» Goal of the exercise
Your task is to transcribe the entries exactly.

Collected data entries
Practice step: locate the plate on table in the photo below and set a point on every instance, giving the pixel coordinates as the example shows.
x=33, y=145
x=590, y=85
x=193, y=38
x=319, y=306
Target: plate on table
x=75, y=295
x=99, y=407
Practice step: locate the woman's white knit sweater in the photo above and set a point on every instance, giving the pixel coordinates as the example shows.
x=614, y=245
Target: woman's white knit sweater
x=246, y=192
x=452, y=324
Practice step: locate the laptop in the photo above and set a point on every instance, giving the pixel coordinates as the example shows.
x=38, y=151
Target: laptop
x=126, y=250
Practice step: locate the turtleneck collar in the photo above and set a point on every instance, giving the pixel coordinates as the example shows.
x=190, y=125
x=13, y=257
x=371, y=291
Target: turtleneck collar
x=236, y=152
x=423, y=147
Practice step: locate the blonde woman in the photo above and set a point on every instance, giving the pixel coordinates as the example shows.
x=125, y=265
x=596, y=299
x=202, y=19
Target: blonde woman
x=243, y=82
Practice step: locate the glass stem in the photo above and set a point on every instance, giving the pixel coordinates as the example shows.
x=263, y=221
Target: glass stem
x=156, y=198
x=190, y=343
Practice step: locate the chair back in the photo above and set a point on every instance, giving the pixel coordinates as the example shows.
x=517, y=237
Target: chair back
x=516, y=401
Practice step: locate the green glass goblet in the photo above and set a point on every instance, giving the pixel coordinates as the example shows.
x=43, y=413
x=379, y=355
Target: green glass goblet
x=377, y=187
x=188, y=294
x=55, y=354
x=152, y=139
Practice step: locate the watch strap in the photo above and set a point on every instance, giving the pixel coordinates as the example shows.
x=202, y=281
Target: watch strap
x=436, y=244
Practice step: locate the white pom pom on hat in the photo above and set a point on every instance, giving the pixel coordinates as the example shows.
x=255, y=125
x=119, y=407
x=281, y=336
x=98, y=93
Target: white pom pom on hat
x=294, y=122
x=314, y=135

» Solution for this task
Practice step: locate the plate on table in the photo below and set a point on every instance, giving the pixel coordinates as the example shows.
x=33, y=145
x=590, y=85
x=193, y=38
x=319, y=306
Target: plate on table
x=75, y=295
x=99, y=407
Practice step: locate the woman's white knit sweater in the photo above and set a point on every instance, giving the pixel coordinates as the example shows.
x=614, y=245
Target: woman's white knit sweater
x=246, y=192
x=452, y=324
Practice step: locate the laptop in the photo above and set a point on every instance, giving the pixel coordinates as the example shows.
x=38, y=151
Target: laptop
x=126, y=250
Practice step: locate the turtleneck collar in the photo above and set a point on every instance, giving the pixel coordinates as the example shows.
x=190, y=125
x=13, y=257
x=371, y=291
Target: turtleneck collar
x=236, y=152
x=423, y=147
Practice step: locate the blonde woman in the photo above and set a point on every instance, giving the pixel coordinates as the example shows.
x=125, y=265
x=596, y=299
x=202, y=19
Target: blonde woman
x=243, y=82
Practice step: locate the glass stem in the photo above and set a point on every instance, giving the pixel coordinates as the example shows.
x=263, y=221
Target: glass stem
x=156, y=198
x=190, y=343
Practice step: locate the chair back in the photo above and set a point on every instance, giving the pixel coordinates as the example shows.
x=517, y=237
Target: chair back
x=516, y=401
Practice step: locate the green glass goblet in the photo above and set a point on every instance, giving the pixel coordinates as the example shows.
x=43, y=413
x=379, y=355
Target: green glass goblet
x=377, y=187
x=188, y=294
x=55, y=354
x=152, y=139
Practice step: locate the watch strap in the photo above and set a point on every instance, giving the pixel coordinates as the example shows.
x=202, y=281
Target: watch strap
x=436, y=244
Practice step: locate the white pom pom on hat in the photo above and set a point on every instance, giving the pixel coordinates as the example shows.
x=255, y=125
x=119, y=407
x=281, y=336
x=98, y=93
Target: white pom pom on hat
x=294, y=122
x=314, y=135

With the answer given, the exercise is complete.